# Trecho
---

Monica Uehara


"Quem pensa que a comida só faz matar a fome está redondamente enganado. Comer é muito perigoso. Porque quem cozinha é parente próximo das bruxas e dos magos. Cozinhar é feitiçaria, alquimia. E comer é ser enfeitiçado. "


"Comer é uma felicidade, se se tem fome. Todo mundo sabe disto. Até os ignorantes nenezinhos. Mas poucos são os que se dão conta de que felicidade maior que comer é cozinhar." 
 (Rubem Alves)

Pessoas queridas, vou me ausentar um pouquinho da blogosfera (mas volto logo!) é que nesta semana estamos recebendo hóspedes aqui em casa (os sogros!) e na próxima semana já estaremos de mudança! Como muitos amigos já sabem, estaremos de volta ao Brasil em breve. Então, já viu né?
Mas, por enquanto deixarei vocês em ótima companhia (olha só que belíssimo o texto do Rubem Alves que eu trouxe hoje. É o meu preferido!
Já contei aqui que sou apaixonada por livros, não é? E um dos meus autores "de cabeceira" é o Rubem Alves.
Este texto que transcrevo a seguir, tem muito a ver comigo. Também vou a feira e fico encantada com a beleza, as cores, os aromas dos vegetais! Agora saio fotografando tudo para não esquecer as belas imagens. Olha só lá em cima as fotos que eu fiz de frutas vermelhas! Não são de encher os olhos? Claro que não para todas as pessoas, mas, para nós que adoramos gastronomia e culinária essas coisas são belíssimas.
Mas, o texto não fala só do "amor pelos legumes" rsss. E minha frase favorita é a que mencionei no início do post, porque me sinto assim mesmo.
Cozinhar me traz muitos benefícios, pois sempre antes de preparar algum prato, procuro entrar em sintonia com o meu melhor e desejar que quem prove a minha comida tenha uma ótima experiência. Evito cozinhar se estou mal humorada ou em energia mais baixa, porque não raro costuma não dar certo.
Me lembro que o que me encantou quando comecei as experiências na Cozinha (bem cedo mesmo, com uns 7 ou 8 anos) foi justamente a alquimia, a transformação de ingredientes e o encantamento que o resultado podia causar nas pessoas.

---

# Instrução A
Reproduza sem nenhuma alteração os registros abaixo, do primeiro até a linha que contém "1156], [888, 414]]", incluindo essa linha.

# Trechos dos registros
---

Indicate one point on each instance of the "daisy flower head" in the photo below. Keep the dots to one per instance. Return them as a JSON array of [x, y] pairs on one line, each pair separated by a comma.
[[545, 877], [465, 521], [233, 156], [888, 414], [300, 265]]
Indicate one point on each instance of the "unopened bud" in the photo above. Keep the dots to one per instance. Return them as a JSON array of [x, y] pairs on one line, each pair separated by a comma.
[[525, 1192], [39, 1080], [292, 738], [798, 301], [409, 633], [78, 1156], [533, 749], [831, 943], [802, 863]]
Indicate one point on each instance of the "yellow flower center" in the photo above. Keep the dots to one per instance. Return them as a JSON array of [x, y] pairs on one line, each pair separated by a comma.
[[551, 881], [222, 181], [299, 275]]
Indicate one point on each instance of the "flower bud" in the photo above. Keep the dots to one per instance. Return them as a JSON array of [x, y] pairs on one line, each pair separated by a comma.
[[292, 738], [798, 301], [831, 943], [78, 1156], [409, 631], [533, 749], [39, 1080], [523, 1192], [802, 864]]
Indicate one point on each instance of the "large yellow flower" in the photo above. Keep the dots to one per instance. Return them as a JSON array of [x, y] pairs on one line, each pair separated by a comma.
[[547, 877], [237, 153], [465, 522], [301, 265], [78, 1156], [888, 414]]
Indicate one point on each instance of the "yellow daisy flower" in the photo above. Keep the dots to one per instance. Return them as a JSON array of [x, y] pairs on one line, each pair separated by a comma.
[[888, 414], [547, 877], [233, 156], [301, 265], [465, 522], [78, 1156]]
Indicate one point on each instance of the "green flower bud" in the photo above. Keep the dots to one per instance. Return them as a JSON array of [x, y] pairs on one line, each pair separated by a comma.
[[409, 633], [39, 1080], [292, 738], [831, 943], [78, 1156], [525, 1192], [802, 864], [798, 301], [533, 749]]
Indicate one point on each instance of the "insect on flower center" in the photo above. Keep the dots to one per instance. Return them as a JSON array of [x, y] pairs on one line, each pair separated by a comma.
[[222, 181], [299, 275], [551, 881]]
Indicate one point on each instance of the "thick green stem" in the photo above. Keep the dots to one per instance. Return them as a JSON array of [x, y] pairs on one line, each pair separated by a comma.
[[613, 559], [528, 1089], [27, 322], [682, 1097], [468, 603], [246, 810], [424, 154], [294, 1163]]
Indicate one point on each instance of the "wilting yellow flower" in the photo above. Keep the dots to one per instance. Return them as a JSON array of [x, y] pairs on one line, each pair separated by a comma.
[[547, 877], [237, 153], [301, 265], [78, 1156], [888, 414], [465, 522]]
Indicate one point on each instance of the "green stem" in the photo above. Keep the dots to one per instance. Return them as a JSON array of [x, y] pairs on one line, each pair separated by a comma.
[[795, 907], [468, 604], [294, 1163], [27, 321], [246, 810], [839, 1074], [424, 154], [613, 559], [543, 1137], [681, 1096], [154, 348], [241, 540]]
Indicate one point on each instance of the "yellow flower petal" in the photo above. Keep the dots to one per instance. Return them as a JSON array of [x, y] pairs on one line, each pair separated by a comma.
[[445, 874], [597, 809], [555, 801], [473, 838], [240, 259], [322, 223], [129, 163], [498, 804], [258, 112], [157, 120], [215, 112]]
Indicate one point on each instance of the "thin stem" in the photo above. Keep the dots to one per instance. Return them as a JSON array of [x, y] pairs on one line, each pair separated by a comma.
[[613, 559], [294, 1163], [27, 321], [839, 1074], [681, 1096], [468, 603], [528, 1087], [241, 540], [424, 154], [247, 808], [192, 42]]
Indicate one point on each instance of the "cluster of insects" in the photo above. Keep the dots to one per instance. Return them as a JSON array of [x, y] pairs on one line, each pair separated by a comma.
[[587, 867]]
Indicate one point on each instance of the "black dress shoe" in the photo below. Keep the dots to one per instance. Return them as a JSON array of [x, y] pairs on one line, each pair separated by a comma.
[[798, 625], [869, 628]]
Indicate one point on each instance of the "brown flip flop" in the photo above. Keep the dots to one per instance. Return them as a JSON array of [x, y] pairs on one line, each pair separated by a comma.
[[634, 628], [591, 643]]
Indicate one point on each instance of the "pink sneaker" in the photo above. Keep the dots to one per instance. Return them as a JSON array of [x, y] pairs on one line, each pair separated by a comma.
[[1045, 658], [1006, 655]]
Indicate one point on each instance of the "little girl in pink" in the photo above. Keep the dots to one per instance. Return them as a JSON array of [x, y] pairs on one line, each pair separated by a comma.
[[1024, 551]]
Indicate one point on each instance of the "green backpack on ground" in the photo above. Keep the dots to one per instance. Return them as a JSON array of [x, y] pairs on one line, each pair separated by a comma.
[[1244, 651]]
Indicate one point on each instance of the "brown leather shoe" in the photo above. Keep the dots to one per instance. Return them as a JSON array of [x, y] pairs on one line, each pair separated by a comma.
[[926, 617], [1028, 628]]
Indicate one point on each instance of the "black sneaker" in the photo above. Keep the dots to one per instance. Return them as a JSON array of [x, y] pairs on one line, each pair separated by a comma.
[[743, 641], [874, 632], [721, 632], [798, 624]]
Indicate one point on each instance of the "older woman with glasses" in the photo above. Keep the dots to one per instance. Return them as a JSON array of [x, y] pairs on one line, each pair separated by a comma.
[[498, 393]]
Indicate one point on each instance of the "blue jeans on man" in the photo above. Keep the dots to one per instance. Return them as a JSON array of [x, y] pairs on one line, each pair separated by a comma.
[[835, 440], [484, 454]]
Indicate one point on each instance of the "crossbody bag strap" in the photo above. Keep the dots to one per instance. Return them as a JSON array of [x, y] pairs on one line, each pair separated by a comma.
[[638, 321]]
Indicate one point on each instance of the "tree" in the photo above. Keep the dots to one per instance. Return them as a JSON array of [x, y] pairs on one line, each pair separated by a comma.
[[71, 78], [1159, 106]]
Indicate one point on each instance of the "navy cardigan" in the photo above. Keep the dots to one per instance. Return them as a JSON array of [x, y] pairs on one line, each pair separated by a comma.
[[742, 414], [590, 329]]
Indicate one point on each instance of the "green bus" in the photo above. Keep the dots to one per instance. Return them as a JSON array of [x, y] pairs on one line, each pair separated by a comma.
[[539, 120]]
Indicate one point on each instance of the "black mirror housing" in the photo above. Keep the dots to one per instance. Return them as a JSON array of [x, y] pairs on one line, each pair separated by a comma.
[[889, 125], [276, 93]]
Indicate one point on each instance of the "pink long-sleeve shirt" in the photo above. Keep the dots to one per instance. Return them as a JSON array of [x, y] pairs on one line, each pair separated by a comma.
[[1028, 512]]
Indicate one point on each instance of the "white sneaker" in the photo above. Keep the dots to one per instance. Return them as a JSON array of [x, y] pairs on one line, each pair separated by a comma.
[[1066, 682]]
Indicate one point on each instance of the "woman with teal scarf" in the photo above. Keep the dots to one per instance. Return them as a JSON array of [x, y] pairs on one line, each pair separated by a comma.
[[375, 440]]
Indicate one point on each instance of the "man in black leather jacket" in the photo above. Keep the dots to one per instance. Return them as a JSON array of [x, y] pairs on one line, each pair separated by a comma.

---

# Instrução B
Segundo o trecho, com que idade começaram as experiências na Cozinha?

# Resposta esperada A
Indicate one point on each instance of the "daisy flower head" in the photo below. Keep the dots to one per instance. Return them as a JSON array of [x, y] pairs on one line, each pair separated by a comma.
[[545, 877], [465, 521], [233, 156], [888, 414], [300, 265]]
Indicate one point on each instance of the "unopened bud" in the photo above. Keep the dots to one per instance. Return them as a JSON array of [x, y] pairs on one line, each pair separated by a comma.
[[525, 1192], [39, 1080], [292, 738], [798, 301], [409, 633], [78, 1156], [533, 749], [831, 943], [802, 863]]
Indicate one point on each instance of the "yellow flower center" in the photo above. Keep the dots to one per instance. Return them as a JSON array of [x, y] pairs on one line, each pair separated by a comma.
[[551, 881], [222, 181], [299, 275]]
Indicate one point on each instance of the "flower bud" in the photo above. Keep the dots to one per instance. Return them as a JSON array of [x, y] pairs on one line, each pair separated by a comma.
[[292, 738], [798, 301], [831, 943], [78, 1156], [409, 631], [533, 749], [39, 1080], [523, 1192], [802, 864]]
Indicate one point on each instance of the "large yellow flower" in the photo above. Keep the dots to one per instance. Return them as a JSON array of [x, y] pairs on one line, each pair separated by a comma.
[[547, 877], [237, 153], [465, 522], [301, 265], [78, 1156], [888, 414]]

# Resposta esperada B
Bem cedo, com uns 7 ou 8 anos.